[Begin Record list]
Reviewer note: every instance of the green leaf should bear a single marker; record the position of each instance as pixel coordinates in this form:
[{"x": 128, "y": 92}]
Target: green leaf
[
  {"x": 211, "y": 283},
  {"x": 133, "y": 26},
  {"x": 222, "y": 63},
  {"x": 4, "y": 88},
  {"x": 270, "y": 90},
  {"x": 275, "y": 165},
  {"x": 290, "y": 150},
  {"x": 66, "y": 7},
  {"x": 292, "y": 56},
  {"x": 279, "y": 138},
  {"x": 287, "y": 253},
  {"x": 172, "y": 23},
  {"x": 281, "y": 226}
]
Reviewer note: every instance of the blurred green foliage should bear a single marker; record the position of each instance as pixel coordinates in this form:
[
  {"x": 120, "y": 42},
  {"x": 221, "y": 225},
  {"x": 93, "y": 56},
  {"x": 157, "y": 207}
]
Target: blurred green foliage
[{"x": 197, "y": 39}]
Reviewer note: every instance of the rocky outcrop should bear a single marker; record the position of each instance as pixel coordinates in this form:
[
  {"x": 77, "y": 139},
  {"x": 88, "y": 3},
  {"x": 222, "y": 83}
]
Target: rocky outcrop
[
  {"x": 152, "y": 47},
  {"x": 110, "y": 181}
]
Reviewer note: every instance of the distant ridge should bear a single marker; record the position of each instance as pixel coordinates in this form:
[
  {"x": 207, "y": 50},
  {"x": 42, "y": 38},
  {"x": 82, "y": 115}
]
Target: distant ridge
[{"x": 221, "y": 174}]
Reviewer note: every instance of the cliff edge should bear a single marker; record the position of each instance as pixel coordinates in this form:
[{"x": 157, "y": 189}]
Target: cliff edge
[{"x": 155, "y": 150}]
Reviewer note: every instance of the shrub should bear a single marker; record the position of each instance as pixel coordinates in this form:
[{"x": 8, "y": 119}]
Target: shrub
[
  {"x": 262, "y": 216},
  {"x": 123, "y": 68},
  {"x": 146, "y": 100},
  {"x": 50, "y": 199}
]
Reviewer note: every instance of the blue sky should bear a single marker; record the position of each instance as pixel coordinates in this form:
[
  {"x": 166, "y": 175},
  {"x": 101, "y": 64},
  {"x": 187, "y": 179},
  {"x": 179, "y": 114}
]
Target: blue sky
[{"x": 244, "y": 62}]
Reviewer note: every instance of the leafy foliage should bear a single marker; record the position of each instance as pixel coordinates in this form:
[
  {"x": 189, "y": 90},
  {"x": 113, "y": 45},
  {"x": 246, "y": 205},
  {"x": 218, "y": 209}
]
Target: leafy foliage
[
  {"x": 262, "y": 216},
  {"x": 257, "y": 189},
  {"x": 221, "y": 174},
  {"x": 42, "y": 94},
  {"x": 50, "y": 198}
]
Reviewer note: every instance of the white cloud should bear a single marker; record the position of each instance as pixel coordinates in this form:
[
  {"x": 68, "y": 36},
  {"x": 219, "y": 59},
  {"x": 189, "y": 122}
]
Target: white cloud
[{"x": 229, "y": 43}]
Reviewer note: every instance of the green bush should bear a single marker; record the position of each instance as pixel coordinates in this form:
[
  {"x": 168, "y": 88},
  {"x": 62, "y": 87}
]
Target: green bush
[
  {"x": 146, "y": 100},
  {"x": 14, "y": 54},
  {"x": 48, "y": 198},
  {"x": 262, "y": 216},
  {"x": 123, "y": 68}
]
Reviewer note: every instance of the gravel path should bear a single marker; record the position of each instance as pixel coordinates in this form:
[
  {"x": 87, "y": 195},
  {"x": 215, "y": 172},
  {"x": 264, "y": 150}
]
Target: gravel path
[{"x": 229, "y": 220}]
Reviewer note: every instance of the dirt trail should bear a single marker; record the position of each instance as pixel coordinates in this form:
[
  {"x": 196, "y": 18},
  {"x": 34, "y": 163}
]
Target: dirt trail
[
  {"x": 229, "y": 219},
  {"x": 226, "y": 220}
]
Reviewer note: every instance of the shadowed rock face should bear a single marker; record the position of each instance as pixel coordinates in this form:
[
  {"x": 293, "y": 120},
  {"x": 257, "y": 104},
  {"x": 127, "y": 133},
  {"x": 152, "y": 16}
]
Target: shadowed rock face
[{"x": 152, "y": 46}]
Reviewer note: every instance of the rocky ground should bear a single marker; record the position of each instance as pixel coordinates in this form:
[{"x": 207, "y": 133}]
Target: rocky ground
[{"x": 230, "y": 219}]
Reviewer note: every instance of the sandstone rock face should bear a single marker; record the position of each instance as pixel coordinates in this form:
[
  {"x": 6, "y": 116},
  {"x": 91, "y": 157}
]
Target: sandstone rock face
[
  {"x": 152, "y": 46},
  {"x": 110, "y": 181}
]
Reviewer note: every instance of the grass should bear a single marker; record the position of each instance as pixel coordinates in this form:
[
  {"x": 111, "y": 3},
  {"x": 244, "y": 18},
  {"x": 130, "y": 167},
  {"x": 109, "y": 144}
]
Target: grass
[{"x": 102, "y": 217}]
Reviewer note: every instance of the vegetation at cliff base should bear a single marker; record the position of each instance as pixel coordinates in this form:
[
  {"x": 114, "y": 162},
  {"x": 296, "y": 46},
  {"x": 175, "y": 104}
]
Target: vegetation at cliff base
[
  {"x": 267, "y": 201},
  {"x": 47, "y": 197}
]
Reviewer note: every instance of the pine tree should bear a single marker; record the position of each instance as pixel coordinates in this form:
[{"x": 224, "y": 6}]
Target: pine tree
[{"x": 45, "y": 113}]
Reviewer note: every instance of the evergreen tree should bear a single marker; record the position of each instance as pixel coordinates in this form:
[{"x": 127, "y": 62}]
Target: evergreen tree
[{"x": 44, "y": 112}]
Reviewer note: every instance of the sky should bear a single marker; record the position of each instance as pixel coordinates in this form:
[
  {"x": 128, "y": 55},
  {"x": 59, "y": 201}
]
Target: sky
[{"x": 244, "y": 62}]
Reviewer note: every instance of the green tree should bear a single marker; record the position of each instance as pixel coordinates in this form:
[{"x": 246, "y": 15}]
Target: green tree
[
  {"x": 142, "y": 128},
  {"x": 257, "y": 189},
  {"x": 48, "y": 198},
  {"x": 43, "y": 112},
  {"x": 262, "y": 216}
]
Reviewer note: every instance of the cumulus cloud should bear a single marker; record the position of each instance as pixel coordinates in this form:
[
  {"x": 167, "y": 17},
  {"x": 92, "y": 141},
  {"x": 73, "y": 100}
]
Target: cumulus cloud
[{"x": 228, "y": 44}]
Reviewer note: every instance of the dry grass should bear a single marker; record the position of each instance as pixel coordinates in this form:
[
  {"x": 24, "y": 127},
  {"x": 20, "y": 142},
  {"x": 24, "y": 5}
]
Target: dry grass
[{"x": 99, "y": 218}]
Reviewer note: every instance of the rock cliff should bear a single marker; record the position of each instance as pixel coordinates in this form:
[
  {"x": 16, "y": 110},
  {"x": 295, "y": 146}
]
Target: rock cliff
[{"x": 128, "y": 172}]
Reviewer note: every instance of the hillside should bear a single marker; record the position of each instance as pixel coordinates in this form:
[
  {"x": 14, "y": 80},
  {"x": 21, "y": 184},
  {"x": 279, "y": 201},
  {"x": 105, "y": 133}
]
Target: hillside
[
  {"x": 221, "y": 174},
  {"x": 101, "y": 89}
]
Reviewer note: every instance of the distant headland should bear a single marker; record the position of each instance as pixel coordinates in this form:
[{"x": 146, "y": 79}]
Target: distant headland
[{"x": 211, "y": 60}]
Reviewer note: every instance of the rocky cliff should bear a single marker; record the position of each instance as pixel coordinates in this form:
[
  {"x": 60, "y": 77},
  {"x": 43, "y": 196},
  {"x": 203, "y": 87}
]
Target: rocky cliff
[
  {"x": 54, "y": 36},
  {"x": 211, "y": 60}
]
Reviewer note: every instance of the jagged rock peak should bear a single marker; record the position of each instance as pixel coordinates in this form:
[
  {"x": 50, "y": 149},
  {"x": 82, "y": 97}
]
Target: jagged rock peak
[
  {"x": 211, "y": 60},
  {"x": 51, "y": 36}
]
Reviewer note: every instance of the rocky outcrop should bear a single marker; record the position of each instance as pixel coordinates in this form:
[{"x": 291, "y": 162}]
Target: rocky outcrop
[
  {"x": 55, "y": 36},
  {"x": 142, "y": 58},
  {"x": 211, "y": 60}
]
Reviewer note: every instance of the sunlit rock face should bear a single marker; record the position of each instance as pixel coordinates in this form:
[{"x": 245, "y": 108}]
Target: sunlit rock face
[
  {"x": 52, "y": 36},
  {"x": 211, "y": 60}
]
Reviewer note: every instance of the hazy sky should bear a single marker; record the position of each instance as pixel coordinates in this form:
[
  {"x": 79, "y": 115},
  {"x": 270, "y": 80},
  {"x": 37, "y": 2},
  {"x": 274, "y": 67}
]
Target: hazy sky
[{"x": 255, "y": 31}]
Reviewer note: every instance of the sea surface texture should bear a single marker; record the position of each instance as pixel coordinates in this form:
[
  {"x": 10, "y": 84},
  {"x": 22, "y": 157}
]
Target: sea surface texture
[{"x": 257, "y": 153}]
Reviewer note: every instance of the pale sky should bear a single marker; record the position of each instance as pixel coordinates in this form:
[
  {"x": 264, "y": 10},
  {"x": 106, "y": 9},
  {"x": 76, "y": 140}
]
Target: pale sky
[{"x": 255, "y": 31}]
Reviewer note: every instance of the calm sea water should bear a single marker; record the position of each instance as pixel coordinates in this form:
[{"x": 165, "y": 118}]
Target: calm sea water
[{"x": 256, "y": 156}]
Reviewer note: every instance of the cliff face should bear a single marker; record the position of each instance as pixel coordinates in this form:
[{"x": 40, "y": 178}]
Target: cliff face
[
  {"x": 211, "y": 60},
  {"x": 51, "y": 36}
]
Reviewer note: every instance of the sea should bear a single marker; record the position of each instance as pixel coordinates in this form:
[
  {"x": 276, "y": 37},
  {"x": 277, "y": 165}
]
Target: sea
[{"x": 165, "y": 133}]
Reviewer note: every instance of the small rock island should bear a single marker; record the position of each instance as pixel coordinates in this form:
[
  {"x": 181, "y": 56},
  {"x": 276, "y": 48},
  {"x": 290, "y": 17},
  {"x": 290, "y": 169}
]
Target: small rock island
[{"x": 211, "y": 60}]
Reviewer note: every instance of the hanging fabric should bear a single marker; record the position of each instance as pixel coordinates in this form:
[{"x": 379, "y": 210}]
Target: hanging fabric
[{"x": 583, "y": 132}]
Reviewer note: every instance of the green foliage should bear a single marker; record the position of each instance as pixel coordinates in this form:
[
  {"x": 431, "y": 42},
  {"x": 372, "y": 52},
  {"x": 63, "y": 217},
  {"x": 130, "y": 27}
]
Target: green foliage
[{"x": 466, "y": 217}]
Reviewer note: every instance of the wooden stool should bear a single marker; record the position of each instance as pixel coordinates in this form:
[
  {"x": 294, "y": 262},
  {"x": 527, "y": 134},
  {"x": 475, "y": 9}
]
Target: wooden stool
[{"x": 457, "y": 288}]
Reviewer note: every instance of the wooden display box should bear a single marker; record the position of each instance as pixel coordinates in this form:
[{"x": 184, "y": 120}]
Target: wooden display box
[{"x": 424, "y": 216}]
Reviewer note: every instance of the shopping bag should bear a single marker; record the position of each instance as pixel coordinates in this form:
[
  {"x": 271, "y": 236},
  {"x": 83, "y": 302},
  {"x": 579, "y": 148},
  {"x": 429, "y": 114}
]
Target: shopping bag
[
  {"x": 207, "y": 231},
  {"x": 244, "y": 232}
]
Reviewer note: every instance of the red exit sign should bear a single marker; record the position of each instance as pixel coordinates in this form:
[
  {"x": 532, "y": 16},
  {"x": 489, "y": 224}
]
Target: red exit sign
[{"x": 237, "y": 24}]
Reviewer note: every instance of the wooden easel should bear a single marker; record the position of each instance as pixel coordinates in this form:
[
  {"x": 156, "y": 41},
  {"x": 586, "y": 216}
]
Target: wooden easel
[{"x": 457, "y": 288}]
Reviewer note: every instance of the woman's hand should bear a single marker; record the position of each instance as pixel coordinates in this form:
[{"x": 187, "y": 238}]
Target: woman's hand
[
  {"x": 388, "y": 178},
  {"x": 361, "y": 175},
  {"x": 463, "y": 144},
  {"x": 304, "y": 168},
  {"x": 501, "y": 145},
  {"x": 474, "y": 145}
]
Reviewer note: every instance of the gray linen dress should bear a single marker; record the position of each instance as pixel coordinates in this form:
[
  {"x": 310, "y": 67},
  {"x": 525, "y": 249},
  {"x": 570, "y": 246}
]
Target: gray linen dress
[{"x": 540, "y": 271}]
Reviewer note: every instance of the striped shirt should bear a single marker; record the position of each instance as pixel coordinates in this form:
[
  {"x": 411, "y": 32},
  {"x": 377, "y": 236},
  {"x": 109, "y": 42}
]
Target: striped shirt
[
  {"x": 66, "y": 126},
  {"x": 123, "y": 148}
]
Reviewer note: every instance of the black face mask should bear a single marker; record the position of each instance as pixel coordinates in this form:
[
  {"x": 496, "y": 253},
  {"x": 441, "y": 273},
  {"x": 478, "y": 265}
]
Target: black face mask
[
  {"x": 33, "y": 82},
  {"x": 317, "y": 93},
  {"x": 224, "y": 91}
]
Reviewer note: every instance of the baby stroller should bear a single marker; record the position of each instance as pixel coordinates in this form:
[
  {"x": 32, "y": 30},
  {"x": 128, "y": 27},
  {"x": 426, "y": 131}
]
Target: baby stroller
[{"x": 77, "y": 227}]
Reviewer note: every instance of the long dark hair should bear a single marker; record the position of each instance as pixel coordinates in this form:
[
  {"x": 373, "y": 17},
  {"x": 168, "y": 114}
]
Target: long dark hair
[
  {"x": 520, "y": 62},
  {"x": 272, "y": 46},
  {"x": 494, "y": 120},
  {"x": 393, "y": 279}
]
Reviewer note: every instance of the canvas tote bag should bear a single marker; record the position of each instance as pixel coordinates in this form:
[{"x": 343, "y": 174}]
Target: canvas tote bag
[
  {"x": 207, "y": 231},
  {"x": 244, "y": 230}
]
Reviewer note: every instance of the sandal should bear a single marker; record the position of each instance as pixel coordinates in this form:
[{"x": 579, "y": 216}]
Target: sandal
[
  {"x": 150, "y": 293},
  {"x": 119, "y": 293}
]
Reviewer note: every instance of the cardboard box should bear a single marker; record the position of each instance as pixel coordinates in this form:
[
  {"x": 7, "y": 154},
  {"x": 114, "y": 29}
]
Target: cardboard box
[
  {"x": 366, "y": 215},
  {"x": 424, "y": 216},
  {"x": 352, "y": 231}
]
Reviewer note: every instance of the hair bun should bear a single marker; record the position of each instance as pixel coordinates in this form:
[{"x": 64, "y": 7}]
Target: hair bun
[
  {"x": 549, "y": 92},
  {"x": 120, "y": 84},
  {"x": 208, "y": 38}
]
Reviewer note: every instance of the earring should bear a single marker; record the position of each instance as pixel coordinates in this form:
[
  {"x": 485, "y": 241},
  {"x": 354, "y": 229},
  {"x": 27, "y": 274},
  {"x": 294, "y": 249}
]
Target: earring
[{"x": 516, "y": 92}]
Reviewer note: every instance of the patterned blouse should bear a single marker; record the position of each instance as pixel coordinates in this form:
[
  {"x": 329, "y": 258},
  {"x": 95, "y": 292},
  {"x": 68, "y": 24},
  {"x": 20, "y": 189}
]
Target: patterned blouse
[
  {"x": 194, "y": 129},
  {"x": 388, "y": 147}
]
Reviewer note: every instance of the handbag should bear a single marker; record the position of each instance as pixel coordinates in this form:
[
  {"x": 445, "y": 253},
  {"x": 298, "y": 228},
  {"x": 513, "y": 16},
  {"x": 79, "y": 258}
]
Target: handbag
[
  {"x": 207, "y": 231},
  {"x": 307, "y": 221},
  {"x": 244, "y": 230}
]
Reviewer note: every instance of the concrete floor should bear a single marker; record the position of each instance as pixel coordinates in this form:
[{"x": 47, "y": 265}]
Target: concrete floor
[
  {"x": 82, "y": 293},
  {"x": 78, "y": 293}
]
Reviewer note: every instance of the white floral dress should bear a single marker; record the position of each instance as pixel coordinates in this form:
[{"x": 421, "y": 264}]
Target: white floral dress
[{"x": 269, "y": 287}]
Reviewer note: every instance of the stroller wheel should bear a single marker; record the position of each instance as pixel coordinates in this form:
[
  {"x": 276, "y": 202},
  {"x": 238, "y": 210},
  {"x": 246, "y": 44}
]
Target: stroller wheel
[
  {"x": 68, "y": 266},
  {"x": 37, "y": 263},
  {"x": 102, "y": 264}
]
[End Record list]
* **Task description**
Starting at the line that contains "Reviewer note: every instance of the earring", retype each line through the end of the listing above and nothing else.

* **Result of the task**
Reviewer note: every instance of the earring should bear a single marker; record the position of each instance as pixel coordinates in this form:
[
  {"x": 485, "y": 241},
  {"x": 354, "y": 229},
  {"x": 27, "y": 274},
  {"x": 294, "y": 249}
]
Target: earring
[{"x": 516, "y": 92}]
Reviewer note: every instance of the patterned blouse should bear a single marker; record the position of each instance as pixel coordinates in this form:
[
  {"x": 329, "y": 258},
  {"x": 95, "y": 292},
  {"x": 68, "y": 24},
  {"x": 20, "y": 189}
]
Target: patterned blouse
[
  {"x": 194, "y": 129},
  {"x": 388, "y": 147}
]
Reviewer note: every instance of the handbag should bear a single marker; record the position of each instance as pixel coordinates in this form:
[
  {"x": 445, "y": 253},
  {"x": 298, "y": 228},
  {"x": 513, "y": 16},
  {"x": 79, "y": 258}
]
Target: handbag
[
  {"x": 207, "y": 231},
  {"x": 307, "y": 221},
  {"x": 244, "y": 230}
]
Reviewer note: every instance of the concrete floor should bear a single marker; record the position of each instance as pixel coordinates in this form:
[{"x": 47, "y": 265}]
Target: concrete floor
[
  {"x": 82, "y": 293},
  {"x": 78, "y": 293}
]
Reviewer note: every instance of the white floral dress should bear a single marker; record the position of each instance as pixel coordinates in this form:
[{"x": 421, "y": 264}]
Target: white floral dress
[{"x": 269, "y": 287}]
Reviewer note: every instance of the stroller wheel should bear a single marker; record the position of each instance as pixel coordinates in this form:
[
  {"x": 276, "y": 202},
  {"x": 238, "y": 210},
  {"x": 246, "y": 44}
]
Target: stroller wheel
[
  {"x": 68, "y": 266},
  {"x": 37, "y": 263},
  {"x": 102, "y": 264}
]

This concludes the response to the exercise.